What to do
In the records below, find the line containing "the duck's bill"; give it again exactly, along with every line that follows, and nothing else.

** start of Input data **

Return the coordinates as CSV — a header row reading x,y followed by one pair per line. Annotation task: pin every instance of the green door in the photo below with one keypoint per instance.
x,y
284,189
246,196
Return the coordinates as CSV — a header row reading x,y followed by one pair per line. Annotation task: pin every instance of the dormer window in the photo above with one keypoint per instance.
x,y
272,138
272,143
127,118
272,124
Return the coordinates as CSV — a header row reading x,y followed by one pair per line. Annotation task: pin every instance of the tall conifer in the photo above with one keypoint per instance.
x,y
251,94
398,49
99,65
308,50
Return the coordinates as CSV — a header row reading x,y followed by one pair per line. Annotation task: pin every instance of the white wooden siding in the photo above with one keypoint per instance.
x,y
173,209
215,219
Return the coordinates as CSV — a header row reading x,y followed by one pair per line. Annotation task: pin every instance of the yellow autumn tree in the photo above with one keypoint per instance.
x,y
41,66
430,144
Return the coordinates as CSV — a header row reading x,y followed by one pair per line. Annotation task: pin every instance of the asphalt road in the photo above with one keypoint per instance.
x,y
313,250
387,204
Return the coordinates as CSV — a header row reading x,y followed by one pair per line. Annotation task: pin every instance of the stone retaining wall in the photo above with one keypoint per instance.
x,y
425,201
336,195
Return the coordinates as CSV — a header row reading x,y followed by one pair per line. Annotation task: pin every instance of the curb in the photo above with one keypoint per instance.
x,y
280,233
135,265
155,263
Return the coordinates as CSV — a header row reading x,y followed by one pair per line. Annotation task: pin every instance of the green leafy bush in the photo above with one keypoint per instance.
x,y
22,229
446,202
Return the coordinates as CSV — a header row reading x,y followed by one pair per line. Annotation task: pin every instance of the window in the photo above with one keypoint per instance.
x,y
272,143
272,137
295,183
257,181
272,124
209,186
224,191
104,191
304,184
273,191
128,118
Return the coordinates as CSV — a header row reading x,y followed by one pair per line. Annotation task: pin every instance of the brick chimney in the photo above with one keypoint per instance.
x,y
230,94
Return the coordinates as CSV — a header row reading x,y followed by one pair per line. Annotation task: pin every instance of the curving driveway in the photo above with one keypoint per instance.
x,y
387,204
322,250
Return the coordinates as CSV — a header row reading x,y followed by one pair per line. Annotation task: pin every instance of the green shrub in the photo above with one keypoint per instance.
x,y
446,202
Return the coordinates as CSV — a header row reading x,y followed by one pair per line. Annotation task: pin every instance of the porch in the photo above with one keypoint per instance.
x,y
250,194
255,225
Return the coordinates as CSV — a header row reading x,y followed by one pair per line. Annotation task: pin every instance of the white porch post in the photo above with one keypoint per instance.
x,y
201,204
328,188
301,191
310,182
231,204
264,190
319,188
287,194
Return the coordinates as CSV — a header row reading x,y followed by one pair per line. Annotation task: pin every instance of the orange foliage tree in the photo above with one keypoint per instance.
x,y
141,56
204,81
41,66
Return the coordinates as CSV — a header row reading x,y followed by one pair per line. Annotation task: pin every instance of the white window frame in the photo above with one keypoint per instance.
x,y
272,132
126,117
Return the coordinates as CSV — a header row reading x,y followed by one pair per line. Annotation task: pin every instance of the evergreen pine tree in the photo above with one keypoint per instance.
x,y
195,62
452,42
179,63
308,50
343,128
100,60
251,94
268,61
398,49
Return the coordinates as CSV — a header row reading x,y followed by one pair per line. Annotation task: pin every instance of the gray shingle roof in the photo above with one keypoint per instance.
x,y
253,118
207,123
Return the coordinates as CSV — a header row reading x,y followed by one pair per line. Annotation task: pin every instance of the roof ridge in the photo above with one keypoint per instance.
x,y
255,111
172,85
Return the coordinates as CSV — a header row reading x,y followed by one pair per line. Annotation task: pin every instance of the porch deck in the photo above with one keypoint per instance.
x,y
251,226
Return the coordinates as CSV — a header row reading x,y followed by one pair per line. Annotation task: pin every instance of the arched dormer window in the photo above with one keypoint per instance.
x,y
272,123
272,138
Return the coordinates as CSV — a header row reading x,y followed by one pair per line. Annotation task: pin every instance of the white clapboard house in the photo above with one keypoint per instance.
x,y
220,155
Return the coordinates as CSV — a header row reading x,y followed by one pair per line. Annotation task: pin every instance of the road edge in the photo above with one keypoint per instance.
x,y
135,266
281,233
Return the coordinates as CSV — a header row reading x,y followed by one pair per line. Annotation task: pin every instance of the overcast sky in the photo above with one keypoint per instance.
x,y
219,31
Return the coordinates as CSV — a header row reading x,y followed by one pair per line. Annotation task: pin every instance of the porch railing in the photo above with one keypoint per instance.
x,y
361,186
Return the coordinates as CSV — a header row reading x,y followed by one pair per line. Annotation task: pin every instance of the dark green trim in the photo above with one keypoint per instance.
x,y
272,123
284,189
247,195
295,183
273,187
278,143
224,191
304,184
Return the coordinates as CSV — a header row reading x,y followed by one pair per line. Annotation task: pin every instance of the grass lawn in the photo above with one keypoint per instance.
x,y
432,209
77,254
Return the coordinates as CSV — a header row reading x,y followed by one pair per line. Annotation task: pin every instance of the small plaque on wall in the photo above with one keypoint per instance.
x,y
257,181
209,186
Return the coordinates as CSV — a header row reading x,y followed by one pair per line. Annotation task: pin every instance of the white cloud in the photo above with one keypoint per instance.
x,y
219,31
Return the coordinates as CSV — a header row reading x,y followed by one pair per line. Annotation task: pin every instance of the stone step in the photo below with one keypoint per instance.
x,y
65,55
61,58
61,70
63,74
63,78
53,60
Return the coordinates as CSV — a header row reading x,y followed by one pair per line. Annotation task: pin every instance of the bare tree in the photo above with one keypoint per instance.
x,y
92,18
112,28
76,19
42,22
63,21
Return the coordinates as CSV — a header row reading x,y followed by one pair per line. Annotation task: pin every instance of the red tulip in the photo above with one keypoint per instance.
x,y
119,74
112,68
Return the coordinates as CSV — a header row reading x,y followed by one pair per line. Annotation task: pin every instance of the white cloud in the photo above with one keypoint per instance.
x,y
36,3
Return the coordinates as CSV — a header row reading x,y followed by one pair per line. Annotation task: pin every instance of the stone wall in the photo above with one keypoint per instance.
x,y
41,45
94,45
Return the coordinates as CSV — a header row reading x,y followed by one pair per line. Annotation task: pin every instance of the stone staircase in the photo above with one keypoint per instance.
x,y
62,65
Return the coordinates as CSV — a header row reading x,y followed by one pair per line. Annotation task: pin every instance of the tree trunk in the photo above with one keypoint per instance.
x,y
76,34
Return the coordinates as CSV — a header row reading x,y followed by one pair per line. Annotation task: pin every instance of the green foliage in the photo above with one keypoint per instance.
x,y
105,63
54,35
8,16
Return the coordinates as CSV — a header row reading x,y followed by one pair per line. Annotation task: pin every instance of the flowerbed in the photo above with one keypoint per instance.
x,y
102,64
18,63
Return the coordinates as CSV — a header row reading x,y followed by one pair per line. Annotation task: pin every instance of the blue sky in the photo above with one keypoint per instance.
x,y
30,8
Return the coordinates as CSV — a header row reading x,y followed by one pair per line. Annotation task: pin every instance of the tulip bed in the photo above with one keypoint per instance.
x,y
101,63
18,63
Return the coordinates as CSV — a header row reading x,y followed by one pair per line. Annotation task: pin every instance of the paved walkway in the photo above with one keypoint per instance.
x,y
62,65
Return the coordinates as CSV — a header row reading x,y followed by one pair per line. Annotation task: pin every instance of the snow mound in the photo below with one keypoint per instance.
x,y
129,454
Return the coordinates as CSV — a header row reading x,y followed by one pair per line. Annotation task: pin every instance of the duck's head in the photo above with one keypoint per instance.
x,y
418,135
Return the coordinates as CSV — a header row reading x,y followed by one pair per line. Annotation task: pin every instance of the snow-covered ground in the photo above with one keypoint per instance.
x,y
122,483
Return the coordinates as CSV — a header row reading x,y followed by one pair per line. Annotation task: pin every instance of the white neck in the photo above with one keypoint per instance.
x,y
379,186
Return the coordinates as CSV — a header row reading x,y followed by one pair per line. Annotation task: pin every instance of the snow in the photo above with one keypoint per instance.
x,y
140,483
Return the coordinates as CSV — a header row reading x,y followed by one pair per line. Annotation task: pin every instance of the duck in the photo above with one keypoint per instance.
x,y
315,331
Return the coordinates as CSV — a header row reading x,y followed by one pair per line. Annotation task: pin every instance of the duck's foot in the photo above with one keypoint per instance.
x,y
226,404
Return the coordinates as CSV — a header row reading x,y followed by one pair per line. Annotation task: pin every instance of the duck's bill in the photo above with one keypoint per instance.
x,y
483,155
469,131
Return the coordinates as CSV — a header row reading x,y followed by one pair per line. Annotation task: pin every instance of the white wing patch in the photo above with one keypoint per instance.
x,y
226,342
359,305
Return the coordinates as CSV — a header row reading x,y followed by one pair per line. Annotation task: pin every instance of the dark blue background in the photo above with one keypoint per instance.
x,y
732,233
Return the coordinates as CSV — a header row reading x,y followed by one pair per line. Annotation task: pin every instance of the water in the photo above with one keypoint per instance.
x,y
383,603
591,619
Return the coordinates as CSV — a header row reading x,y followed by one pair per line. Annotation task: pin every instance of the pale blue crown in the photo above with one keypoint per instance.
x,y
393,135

** end of Input data **

The response
Return the coordinates as CSV — a header row reading x,y followed by one pair per line. Annotation task: pin every instance of the duck's bill in the photo above with one keypoint per instance.
x,y
483,155
469,131
Return the coordinates as CSV — a header row reading x,y followed by one pair per line. Annotation task: pin every instance of the white wing patch in the photo above with one keypoint per instance.
x,y
226,342
359,305
Return the coordinates as CSV — a header row reading x,y followed by one pair per line. Annotation task: pin every instance of the dark blue background in the photo above with one keypoint per instance.
x,y
732,233
Return the coordinates as CSV — a header row reading x,y followed by one pair per line. Annotation task: pin every instance of the water in the photo above with one keypoint per instance.
x,y
383,603
591,619
Return the coordinates as CSV — a header row reading x,y followed by one pair per line. Annotation task: pin every instance of the pale blue crown in the photo above with one keypoint per instance.
x,y
393,135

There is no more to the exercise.